[Stored entries]
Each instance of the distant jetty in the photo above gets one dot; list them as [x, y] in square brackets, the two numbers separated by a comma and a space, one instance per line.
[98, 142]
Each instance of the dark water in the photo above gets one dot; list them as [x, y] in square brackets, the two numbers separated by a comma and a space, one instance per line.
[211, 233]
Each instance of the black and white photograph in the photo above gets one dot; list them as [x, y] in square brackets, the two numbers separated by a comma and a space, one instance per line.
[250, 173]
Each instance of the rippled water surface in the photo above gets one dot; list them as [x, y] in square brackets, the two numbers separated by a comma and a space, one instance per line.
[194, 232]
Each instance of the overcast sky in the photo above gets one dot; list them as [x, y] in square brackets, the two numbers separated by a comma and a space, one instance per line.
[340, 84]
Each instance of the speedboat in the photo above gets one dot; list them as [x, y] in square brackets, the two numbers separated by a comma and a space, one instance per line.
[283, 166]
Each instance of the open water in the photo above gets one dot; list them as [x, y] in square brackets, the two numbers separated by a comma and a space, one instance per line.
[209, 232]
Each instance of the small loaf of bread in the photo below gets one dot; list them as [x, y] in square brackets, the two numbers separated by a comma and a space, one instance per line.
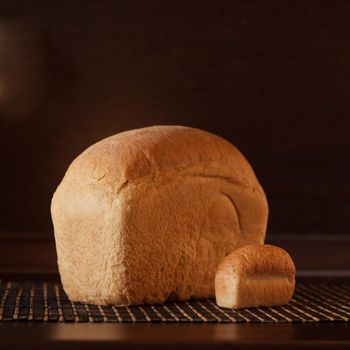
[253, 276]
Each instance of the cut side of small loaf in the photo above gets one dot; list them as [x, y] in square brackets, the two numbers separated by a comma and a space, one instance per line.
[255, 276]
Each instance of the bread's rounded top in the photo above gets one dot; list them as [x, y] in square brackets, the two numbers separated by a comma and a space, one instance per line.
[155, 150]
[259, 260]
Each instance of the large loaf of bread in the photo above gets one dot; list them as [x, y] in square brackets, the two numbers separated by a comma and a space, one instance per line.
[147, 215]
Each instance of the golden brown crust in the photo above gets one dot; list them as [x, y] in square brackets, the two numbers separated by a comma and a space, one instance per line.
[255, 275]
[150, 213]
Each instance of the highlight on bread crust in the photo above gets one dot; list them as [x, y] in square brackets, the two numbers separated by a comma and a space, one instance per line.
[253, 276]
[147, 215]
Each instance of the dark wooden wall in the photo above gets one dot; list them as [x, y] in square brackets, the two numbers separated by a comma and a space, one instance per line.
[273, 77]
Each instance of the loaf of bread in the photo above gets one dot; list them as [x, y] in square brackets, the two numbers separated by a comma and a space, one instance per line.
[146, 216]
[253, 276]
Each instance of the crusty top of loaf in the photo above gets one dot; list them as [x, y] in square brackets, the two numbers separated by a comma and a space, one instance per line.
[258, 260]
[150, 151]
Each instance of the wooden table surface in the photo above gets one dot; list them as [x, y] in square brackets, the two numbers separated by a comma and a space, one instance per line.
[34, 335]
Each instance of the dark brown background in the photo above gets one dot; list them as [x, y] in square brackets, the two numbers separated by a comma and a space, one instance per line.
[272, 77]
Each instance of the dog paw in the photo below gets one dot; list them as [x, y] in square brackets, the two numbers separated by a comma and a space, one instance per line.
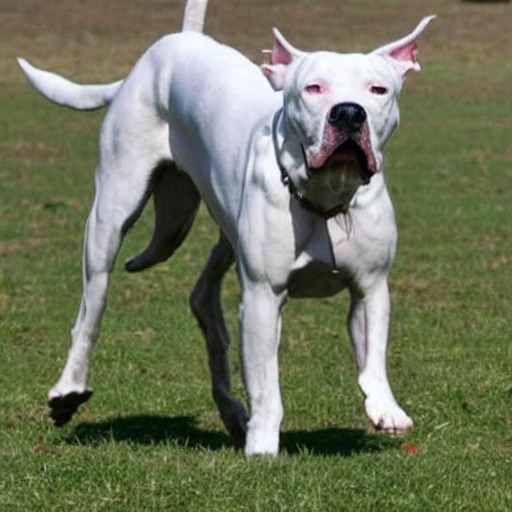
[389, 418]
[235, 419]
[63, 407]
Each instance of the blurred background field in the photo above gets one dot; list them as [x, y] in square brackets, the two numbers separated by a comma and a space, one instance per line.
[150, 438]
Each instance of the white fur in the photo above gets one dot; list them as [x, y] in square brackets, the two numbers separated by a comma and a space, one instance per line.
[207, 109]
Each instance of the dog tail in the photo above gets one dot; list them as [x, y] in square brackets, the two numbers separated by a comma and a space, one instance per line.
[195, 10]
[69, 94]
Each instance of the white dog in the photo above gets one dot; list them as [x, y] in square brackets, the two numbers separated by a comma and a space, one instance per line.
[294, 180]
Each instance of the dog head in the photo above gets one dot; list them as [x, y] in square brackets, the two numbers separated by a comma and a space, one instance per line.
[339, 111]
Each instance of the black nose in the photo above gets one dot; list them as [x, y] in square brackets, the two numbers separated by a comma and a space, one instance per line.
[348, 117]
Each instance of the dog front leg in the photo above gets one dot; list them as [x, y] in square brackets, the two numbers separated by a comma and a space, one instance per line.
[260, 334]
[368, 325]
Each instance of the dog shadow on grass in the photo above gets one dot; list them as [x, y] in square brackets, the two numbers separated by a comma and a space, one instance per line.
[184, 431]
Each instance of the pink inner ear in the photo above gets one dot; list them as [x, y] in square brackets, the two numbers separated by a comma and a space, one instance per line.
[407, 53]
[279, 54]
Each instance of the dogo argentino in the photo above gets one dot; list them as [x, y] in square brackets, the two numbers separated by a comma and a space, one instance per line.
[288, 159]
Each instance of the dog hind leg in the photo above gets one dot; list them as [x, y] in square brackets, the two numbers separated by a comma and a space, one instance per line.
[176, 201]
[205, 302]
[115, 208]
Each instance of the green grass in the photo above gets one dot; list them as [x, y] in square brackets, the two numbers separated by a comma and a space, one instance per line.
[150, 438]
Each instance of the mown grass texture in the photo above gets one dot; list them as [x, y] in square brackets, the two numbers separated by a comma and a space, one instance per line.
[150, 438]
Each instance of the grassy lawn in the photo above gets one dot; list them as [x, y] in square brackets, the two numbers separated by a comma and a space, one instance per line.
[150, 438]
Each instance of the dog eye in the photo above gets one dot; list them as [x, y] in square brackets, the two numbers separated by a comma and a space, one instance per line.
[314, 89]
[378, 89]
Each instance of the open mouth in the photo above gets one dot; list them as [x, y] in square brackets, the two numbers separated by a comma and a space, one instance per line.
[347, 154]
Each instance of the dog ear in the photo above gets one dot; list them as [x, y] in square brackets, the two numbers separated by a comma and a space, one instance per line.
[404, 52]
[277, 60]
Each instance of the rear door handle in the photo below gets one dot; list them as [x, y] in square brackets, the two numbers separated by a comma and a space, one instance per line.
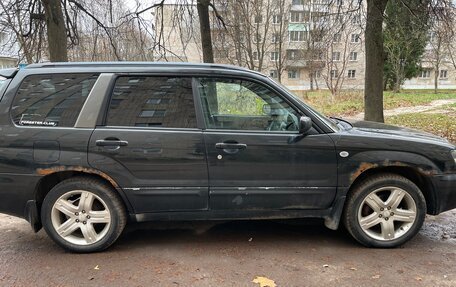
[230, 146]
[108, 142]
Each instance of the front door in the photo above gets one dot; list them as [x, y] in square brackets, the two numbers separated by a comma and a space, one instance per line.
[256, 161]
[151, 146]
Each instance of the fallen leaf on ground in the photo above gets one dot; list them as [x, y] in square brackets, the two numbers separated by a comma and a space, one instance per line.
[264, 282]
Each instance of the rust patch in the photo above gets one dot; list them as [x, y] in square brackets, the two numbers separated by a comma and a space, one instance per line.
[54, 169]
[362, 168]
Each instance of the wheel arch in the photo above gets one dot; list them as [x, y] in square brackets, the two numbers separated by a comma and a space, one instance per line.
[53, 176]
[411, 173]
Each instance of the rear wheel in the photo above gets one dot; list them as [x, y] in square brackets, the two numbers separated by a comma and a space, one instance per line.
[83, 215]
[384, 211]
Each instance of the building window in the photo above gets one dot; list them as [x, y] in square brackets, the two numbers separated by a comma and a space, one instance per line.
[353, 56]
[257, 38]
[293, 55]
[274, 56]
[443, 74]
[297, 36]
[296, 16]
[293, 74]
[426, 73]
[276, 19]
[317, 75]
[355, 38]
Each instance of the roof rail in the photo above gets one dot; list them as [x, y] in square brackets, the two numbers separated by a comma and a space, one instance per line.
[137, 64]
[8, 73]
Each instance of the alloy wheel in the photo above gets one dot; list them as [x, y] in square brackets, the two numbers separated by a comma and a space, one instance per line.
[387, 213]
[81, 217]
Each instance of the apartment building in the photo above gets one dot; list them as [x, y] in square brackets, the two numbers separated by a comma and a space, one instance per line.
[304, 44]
--
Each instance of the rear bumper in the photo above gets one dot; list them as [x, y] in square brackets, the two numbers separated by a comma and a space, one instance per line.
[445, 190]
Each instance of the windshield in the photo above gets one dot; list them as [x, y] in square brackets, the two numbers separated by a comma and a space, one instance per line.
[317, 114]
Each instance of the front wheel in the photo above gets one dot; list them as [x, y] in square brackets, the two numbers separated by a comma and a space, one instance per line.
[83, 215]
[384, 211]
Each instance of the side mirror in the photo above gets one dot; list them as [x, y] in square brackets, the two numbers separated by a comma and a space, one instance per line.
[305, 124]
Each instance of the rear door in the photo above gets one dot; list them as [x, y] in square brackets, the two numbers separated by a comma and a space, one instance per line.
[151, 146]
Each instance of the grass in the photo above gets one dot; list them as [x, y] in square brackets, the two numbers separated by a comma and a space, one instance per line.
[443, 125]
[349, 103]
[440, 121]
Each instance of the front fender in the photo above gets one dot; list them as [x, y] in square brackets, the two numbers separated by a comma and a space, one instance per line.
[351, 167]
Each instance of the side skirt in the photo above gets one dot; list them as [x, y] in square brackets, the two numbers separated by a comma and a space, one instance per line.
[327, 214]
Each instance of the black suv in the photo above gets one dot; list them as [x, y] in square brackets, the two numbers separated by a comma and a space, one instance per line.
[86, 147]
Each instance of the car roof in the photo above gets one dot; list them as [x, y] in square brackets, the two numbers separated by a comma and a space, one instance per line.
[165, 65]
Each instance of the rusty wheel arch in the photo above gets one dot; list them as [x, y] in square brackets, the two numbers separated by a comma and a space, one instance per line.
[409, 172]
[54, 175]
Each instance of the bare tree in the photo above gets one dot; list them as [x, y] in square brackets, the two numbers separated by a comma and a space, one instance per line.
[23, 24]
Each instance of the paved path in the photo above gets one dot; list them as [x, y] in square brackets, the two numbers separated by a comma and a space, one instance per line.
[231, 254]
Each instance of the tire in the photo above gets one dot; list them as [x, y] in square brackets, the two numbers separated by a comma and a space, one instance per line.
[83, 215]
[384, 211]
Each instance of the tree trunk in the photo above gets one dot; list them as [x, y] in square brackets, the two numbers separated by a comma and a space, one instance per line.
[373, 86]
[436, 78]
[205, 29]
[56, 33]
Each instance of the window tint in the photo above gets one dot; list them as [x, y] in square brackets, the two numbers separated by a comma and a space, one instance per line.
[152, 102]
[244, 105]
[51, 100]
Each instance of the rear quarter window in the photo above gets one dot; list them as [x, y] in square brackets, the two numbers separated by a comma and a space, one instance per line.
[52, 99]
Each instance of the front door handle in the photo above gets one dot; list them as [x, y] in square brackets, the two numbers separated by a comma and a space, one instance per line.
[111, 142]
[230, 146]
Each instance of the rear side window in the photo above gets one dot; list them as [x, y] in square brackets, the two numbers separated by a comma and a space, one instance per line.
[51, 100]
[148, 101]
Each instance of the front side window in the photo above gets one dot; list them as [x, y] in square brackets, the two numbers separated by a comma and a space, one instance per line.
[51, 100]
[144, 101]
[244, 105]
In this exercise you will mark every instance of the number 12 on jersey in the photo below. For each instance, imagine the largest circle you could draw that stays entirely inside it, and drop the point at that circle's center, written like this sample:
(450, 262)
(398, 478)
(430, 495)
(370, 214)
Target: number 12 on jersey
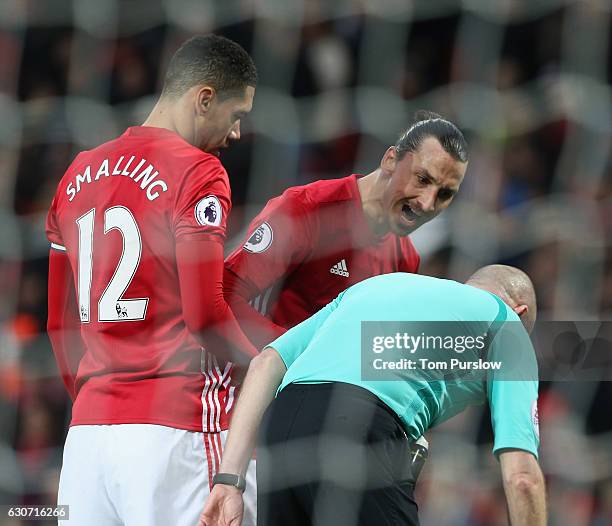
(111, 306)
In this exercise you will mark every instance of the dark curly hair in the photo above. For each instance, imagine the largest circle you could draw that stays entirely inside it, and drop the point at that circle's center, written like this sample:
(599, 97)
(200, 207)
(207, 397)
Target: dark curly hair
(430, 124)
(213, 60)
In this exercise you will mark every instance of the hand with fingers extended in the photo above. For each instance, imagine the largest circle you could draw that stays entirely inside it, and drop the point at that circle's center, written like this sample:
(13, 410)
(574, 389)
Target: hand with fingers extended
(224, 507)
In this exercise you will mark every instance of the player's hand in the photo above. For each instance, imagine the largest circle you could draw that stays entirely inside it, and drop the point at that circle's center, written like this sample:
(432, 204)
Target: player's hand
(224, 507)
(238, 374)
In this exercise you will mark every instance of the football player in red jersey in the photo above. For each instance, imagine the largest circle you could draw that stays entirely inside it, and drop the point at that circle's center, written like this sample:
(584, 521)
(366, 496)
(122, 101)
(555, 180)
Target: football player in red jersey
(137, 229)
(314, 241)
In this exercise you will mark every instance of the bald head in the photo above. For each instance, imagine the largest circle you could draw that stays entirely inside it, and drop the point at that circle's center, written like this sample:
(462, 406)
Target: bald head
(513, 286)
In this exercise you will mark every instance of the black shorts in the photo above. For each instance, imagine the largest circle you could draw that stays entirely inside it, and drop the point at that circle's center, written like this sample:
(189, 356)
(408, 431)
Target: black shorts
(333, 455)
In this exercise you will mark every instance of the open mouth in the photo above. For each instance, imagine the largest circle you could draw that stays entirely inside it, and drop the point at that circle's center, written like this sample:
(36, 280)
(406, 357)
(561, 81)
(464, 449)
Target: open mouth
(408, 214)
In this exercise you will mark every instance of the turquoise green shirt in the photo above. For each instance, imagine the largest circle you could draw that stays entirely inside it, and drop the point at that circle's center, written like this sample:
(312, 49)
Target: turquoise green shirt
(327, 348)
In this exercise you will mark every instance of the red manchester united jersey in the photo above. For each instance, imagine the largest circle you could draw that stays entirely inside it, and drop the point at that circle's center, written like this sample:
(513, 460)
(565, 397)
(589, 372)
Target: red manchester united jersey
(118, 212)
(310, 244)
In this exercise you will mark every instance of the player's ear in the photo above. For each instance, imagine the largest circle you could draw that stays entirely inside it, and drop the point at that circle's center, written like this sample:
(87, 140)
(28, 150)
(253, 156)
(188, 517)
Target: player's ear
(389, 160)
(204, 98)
* * *
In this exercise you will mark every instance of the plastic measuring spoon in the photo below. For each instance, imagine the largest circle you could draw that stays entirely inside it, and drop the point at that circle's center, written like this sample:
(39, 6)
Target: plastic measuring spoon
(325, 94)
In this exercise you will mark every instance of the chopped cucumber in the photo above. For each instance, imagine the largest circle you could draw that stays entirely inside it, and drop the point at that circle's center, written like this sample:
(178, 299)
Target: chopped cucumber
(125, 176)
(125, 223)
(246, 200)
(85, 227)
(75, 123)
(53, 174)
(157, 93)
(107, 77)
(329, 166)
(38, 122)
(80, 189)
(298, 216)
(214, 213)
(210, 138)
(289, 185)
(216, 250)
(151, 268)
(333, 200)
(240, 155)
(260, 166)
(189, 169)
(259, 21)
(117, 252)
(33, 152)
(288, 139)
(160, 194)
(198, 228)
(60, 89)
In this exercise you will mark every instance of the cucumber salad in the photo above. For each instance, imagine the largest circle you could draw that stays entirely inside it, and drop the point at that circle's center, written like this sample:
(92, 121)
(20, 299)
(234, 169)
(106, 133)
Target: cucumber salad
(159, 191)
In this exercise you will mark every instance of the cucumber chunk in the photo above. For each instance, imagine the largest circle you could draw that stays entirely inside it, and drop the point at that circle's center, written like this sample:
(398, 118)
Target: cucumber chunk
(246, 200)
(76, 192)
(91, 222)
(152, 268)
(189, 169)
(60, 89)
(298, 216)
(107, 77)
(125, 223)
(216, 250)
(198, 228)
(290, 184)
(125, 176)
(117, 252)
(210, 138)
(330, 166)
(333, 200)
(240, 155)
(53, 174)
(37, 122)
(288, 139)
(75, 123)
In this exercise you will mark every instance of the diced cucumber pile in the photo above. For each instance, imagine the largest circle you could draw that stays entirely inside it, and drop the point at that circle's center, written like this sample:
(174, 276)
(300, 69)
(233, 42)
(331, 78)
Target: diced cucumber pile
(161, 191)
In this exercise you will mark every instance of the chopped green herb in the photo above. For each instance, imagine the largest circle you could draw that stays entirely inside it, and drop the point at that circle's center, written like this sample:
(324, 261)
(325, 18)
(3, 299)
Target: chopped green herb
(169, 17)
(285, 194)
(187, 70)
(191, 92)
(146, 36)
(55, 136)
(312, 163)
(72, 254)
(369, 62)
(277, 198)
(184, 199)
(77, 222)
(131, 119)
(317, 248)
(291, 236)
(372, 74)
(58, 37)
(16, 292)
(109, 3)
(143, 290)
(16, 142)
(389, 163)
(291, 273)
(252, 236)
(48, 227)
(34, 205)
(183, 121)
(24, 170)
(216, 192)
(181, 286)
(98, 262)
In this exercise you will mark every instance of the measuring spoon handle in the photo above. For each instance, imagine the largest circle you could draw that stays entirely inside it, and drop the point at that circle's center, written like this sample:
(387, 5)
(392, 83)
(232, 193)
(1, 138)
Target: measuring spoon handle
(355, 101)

Prompt: Which lines of the material above contain the string "diced"? Copy every such line, treating uppercase and lowercase as different.

Correct response:
In this exercise you will mark every instance of the diced cucumber pile in the photo above. For each instance, imagine the largest circle you could draw that stays entirely inside it, and drop the point at that circle's center, written like this sample:
Target: diced cucumber pile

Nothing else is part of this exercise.